§ Work to complete:
Change "innermost point" to "central point" in the lines that begin with the one containing "Guideline: for every instance of the beige" and run through the last line, then write out only those lines with nothing else altered.
☆ ☆ ☆ ☆
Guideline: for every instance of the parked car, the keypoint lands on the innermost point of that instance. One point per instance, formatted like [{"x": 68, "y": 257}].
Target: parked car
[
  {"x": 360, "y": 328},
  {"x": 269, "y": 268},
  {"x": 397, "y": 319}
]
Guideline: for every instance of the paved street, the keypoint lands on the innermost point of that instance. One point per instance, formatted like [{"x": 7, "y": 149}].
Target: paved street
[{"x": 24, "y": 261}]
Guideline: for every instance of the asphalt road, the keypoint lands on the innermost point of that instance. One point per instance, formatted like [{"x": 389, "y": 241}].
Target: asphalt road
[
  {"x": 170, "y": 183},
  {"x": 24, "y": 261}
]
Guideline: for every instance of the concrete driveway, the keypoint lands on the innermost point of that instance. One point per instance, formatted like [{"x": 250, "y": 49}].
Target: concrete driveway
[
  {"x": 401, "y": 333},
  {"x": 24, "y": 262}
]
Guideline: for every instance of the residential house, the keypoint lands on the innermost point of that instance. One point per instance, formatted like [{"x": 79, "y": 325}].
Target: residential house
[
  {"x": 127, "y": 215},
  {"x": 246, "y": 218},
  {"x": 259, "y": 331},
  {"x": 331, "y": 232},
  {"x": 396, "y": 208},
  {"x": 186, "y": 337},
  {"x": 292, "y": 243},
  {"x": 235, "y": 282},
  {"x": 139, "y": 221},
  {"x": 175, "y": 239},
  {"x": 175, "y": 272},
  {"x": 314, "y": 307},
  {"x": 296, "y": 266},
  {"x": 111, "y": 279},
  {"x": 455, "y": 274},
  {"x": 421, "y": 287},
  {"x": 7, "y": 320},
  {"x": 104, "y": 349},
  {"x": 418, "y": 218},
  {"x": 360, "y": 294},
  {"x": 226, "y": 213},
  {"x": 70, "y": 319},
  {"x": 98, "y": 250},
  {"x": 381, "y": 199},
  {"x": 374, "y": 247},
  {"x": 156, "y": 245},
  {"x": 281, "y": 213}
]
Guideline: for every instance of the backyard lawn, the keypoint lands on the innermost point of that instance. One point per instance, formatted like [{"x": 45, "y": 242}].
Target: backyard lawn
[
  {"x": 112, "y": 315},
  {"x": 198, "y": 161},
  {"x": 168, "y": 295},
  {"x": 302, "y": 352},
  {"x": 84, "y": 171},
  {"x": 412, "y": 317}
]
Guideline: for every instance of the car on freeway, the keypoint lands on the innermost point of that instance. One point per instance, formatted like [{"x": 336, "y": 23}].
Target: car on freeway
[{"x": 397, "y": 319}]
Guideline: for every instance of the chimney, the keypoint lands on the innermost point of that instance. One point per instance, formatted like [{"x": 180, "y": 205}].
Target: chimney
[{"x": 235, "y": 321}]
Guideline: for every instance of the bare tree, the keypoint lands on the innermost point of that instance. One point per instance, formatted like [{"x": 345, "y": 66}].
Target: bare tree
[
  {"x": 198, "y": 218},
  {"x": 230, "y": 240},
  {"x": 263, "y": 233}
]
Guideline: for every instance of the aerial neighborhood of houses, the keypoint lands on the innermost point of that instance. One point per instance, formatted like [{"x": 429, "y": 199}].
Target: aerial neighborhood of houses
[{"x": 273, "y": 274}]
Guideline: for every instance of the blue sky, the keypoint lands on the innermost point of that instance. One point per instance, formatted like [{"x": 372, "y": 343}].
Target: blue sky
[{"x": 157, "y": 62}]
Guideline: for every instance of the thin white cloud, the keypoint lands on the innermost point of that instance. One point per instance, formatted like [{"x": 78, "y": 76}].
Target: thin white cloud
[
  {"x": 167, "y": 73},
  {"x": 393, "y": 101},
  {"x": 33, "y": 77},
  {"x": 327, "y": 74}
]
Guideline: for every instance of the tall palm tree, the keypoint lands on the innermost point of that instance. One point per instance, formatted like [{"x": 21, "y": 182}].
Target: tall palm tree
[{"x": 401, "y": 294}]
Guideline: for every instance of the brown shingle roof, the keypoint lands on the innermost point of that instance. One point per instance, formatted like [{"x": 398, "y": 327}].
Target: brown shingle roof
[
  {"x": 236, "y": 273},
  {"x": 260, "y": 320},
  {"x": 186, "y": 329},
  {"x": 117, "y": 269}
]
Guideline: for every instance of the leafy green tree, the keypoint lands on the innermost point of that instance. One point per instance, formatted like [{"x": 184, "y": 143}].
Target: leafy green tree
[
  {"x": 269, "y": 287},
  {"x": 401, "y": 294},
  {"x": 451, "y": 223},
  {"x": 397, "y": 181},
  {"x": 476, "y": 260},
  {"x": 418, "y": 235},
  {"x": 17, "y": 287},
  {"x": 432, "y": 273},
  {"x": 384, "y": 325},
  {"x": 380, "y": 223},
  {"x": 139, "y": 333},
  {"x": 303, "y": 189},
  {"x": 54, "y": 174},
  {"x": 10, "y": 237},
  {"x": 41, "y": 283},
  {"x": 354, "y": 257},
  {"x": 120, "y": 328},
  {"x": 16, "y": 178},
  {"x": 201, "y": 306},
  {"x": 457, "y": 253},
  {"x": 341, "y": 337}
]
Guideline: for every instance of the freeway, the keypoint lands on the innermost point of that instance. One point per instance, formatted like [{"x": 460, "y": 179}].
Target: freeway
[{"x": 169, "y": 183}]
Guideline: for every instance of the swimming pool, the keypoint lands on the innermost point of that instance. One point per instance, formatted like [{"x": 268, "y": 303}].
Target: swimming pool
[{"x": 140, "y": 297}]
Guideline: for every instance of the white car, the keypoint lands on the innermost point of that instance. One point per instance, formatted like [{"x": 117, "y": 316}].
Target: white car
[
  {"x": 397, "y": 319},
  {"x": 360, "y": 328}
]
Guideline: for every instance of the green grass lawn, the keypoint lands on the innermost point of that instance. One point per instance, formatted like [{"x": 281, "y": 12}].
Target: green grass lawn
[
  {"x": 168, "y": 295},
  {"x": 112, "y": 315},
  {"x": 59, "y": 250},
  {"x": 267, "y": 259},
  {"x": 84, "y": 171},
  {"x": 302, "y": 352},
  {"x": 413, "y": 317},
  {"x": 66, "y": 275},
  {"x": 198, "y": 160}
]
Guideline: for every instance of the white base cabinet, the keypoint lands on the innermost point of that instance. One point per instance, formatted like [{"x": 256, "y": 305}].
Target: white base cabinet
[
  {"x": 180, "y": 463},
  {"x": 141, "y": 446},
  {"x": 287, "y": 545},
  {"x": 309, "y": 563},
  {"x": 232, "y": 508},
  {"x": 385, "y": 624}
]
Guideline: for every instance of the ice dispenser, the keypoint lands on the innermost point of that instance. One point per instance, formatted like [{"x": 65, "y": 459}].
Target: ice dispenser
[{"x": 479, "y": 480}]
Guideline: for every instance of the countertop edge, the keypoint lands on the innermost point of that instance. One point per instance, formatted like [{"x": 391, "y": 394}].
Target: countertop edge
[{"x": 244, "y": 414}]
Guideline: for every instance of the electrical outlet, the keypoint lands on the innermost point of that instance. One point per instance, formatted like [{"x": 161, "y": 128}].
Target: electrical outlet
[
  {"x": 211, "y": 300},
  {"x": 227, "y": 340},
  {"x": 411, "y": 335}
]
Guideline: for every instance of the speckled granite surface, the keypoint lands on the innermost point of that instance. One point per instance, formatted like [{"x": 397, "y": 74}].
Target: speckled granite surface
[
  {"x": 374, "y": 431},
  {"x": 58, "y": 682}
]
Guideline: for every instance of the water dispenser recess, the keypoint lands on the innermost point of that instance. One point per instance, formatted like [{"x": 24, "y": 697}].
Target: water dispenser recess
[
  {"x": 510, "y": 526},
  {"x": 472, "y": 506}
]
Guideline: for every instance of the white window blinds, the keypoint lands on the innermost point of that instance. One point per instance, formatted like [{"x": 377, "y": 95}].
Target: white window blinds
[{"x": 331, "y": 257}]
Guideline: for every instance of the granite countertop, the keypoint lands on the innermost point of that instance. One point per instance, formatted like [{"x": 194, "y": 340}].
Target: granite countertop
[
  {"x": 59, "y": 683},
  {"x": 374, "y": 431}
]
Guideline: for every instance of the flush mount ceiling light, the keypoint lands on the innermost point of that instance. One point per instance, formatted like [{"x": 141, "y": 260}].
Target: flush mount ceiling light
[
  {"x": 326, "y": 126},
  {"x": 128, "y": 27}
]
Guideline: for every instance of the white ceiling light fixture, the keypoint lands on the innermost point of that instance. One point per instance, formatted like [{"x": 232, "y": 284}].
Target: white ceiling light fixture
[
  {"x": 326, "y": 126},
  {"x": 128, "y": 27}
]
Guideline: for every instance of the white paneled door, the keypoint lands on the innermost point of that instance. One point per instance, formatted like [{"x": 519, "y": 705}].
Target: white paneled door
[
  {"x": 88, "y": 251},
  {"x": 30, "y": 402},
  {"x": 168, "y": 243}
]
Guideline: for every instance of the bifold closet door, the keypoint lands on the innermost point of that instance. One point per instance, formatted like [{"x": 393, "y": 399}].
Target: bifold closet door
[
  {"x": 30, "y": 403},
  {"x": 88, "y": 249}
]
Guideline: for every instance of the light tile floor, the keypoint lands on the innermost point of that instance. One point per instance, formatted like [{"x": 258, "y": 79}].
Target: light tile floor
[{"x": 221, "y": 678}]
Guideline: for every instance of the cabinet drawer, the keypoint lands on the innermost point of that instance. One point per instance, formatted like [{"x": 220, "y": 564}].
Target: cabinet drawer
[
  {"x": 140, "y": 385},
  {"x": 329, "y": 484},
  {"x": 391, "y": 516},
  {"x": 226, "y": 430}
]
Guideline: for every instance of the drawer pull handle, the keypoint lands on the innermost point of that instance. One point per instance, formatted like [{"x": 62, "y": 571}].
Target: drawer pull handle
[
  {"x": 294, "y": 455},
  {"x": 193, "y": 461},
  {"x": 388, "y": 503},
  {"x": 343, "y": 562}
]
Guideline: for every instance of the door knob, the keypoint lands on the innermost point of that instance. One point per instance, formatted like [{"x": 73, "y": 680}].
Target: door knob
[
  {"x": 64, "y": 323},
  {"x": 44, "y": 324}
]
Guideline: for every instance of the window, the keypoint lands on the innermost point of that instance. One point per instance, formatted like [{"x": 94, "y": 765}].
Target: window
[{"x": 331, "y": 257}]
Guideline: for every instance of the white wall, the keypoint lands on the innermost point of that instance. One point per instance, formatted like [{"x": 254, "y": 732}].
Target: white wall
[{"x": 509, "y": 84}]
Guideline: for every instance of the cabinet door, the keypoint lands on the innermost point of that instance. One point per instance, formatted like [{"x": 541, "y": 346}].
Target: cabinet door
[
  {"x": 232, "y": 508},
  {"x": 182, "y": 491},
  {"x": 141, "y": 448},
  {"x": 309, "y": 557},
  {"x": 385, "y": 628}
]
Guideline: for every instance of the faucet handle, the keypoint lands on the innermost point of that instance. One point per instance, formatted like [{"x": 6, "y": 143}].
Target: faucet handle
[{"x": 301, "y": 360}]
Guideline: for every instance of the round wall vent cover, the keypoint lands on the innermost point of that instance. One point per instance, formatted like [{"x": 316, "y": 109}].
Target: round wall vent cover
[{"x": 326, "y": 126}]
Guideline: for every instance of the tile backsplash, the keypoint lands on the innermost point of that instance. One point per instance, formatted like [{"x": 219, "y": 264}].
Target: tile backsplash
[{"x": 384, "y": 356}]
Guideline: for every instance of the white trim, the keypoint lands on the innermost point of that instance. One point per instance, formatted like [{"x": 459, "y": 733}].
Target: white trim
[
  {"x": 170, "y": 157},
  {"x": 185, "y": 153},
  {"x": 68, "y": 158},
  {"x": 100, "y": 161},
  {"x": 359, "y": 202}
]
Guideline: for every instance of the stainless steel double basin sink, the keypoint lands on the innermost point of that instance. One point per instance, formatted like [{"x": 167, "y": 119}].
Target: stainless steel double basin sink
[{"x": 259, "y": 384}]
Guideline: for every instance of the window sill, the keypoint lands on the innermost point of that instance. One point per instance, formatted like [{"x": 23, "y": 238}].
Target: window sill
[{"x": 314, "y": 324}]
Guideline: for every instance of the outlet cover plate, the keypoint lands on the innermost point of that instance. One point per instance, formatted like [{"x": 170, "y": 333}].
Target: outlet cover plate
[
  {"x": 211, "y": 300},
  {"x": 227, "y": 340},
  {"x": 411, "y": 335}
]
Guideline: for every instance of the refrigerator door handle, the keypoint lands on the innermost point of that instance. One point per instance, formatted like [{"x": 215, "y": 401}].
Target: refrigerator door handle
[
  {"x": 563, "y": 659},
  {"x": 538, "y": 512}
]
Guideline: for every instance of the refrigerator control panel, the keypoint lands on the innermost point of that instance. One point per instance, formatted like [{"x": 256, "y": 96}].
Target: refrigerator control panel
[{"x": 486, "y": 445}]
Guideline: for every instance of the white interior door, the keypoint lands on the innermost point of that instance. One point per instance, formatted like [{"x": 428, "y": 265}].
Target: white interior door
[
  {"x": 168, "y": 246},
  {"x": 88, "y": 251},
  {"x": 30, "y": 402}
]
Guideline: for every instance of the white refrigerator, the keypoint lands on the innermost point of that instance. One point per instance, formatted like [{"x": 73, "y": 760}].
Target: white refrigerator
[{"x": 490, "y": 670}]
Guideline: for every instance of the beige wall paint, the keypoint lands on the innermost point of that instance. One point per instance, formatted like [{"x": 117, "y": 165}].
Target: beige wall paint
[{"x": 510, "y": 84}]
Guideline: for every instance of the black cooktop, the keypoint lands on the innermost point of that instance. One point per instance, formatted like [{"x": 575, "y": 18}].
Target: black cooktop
☆ ☆ ☆ ☆
§ Exercise output:
Guideline: for every instance of the beige wall paint, the keypoint lands on the central point of that instance. One point per instance, formatted like [{"x": 117, "y": 165}].
Target: beige wall paint
[{"x": 510, "y": 84}]
Guideline: for every instance of the black cooktop, the keypoint lands on the central point of that instance. One point per instance, formatted like [{"x": 575, "y": 18}].
Target: black cooktop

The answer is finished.